» Requirements
Write out each of the records below verbatim, reproducing every line without alteration.

» Provided records
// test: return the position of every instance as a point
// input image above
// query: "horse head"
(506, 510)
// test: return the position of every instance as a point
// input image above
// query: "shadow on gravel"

» Answer to the problem
// test: return the position of every instance as a point
// input image above
// query: "horse head"
(506, 510)
// test: return the position of every instance as a point
// input image above
// query: "shadow on gravel"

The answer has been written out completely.